## Selected text
┌──
# Willow's new friend



## Rosie (Aug 27, 2007)

Willow thought it was so cool today because he found a new friend!










And even starting chatting to his new found friend:
**I think he was a bit confused to see that his new friend disappeared when he stood on his tippy toes, as you can see at the beginning of the clip lol**


----------



## Laura (Jul 30, 2007)

Rosie that was to funny, Willow is so adorable, it was like "stand up" Hey!!! where did you go "back down" oh hello there you are.....LOL :lol:


----------



## xxxSpikexxx (Jul 30, 2007)

That is really funny  Williow is becoming such a handsome boy


----------



## Plukie (Aug 26, 2007)

Awww bless him. His big brother's best friend used to be the teapot!!!


----------



## Sophia (Aug 11, 2007)

That is so cute, but mean that his reflection will never, noise respond to him  

But Willow seemed pretty convinced!


----------



## Bea (Jul 26, 2007)

:lol: That's too funny, i love how he stands up, looks around, then ducks down again.


----------



## Tiki (Dec 26, 2007)

Willow is a cutie!


----------



## birdboykaufman (Nov 15, 2007)

HAHA!!! That is too funny, what a little dork!!!(no offense) She's probably watching her reflection stretch as she stands up and ducks down. HAHA!!!


----------



## Aly (Jul 30, 2007)

:lol:He is so silly! I loved it. Oh, and Ziggy says thanks, he just learned a new whistle...:blush:


----------



## Kfontan (Oct 10, 2007)

Very funny. 

He looks like he is really trying to figure out where his friend goes.

Nice video.


----------



## **TielHeart** (Jan 3, 2008)

Lol. The video was very funny, Willow is a cutie!


----------
└──
Source records:
┌──
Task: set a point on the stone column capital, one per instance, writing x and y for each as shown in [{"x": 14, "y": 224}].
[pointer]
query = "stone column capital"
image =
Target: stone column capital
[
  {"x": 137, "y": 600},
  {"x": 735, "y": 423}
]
└──
## Task requirements
- a) Using the thread about Willow's new friend, decide whether each statement agrees with it. Give yes or no for each, along with the thread's deciding words quoted exactly.
(i) Plukie says the best friend of Willow's big brother used to be the teapot.
(ii) Rosie says the new friend disappeared when Willow crouched down.
(iii) Kfontan calls the video nice.
- b) Return the stretch of the thread about Willow's new friend from "## Aly (Jul" through "his friend goes.", copied word for word.
The records aren't needed here.

## Set of answers
- a)
(i) Yes: "His big brother's best friend used to be the teapot!!!"
(ii) No: "his new friend disappeared when he stood on his tippy toes"
(iii) Yes: "Nice video."

- b)
## Aly (Jul 30, 2007)

:lol:He is so silly! I loved it. Oh, and Ziggy says thanks, he just learned a new whistle...:blush:


----------



## Kfontan (Oct 10, 2007)

Very funny. 

He looks like he is really trying to figure out where his friend goes.